[EXERCISE TASKS]
**a.** In the singing-groups recap, rewrite the paragraph beginning "Big Hair Brothers" as a short bulleted list that keeps its main facts.
**b.** Print the part of the singing-groups recap that opens with the words containing "Boy that should" and closes with "nothing for me.".

Boy that should go home -- Phillip. LA sends home--Phillip. I'm always right.

Groups--first off, this whole group thing is stupid. There were 5 or 6 solos that were better than every group. Oh well, them's the breaks.

Stereo Hoggz -- Has anyone noticed that the other 4 don't sing in this group? Genius. Another genius move is their dancing. They really choreograph their stuff and put a lot of time into it. The rapping does nothing for me.

Big Hair Brothers - I don't know what to make of these two. They're going to need to impress me. They start with a personal favorite- Rich Girl by Hall and Oates. There's a reason they're the most successful duo in music history. Wait a second--they just went to another favorite--George Michael!! These guys knew I was skeptical and they're making all the right moves. Except their singing isn't that great. Regardless of what happens, they got a bunch of cute groupies surrounding them, what more could two adolescent boys want?

The Leftover Group--Their version of the Ting Tings' "That's Not My Name" was awesome, how can they top that? Well it's not by singing while playing on a playground. It's all way too High School Musical for me. Was that little rap the rap from Red Red Wine by UB40? Maybe the kids like this kind of music, it wasn't for me.

[EXCERPTED RECORDS]
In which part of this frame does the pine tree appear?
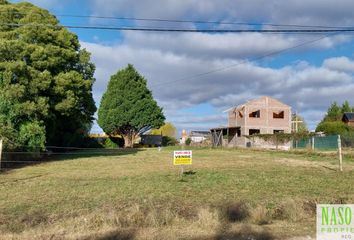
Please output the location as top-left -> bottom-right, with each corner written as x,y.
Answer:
98,64 -> 165,147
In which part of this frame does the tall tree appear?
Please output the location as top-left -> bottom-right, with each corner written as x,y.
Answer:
323,102 -> 342,121
291,114 -> 309,133
0,0 -> 96,147
98,64 -> 165,147
341,100 -> 352,114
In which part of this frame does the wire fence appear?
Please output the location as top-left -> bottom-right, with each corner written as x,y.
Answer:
0,135 -> 354,171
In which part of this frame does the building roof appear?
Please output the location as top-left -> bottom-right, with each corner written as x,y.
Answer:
342,112 -> 354,122
191,131 -> 210,136
224,96 -> 290,112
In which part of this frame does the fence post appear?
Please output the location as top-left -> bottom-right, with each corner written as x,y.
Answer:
0,138 -> 2,170
338,135 -> 343,172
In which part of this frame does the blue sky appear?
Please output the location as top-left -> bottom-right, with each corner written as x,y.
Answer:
12,0 -> 354,132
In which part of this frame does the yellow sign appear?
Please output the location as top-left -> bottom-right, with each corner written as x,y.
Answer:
173,150 -> 192,165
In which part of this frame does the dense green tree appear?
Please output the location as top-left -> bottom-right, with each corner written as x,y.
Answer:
150,122 -> 177,138
316,101 -> 354,135
291,114 -> 309,133
316,121 -> 354,135
98,64 -> 165,147
0,0 -> 96,147
340,100 -> 352,113
323,102 -> 343,121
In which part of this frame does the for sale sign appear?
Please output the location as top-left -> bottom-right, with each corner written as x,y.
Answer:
173,150 -> 192,165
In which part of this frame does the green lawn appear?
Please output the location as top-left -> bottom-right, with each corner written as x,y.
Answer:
0,148 -> 354,239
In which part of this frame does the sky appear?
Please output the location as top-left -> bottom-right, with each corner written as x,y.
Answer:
12,0 -> 354,133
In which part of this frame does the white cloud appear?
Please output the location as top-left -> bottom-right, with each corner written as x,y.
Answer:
323,57 -> 354,73
91,0 -> 354,26
82,35 -> 354,132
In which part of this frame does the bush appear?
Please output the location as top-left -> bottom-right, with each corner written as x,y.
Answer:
316,121 -> 354,135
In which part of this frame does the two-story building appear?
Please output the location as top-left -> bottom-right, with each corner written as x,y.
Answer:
210,96 -> 291,147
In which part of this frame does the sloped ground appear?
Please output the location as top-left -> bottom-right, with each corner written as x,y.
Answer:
0,149 -> 354,240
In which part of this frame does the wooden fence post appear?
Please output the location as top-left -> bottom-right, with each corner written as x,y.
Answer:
338,135 -> 343,172
0,139 -> 2,170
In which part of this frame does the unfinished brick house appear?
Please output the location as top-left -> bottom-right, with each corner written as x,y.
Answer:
342,112 -> 354,127
210,96 -> 291,147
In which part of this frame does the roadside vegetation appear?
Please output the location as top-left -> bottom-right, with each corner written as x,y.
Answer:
0,148 -> 354,239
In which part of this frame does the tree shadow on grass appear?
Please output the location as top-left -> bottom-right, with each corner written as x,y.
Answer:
191,225 -> 275,240
0,148 -> 144,174
80,229 -> 136,240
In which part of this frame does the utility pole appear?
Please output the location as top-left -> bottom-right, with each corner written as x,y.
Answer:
291,111 -> 304,133
0,138 -> 2,170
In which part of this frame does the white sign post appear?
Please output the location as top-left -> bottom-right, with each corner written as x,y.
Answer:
173,150 -> 192,176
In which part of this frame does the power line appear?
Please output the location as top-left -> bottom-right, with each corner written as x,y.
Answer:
150,34 -> 330,87
0,11 -> 354,29
0,23 -> 354,34
55,14 -> 352,28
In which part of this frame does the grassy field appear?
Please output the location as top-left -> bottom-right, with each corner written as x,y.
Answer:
0,148 -> 354,240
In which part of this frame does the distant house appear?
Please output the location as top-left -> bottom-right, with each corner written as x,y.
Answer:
342,112 -> 354,127
140,135 -> 162,146
189,131 -> 210,143
210,96 -> 291,146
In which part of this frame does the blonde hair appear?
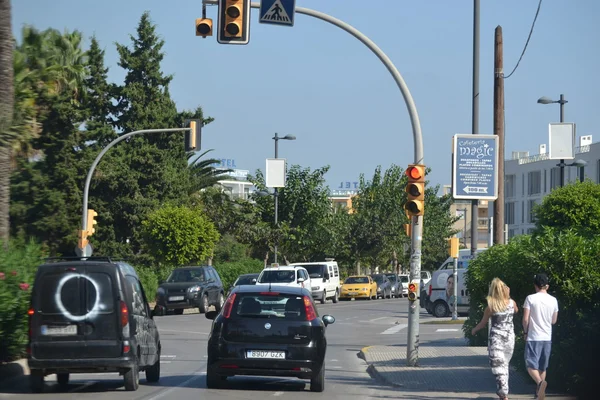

[ANSWERS FOR THE TASKS]
**a.**
- The writer is unsure about Big Hair Brothers, and the duo needs to impress.
- They open with "Rich Girl" by Hall and Oates, a personal favorite of the writer's. Hall and Oates are called the most successful duo in music history.
- They then switch to George Michael, another favorite.
- Their song choices are the right moves, but their singing isn't that great.
- Whatever happens, they have a bunch of cute groupies around them.

**b.**
Boy that should go home -- Phillip. LA sends home--Phillip. I'm always right.

Groups--first off, this whole group thing is stupid. There were 5 or 6 solos that were better than every group. Oh well, them's the breaks.

Stereo Hoggz -- Has anyone noticed that the other 4 don't sing in this group? Genius. Another genius move is their dancing. They really choreograph their stuff and put a lot of time into it. The rapping does nothing for me.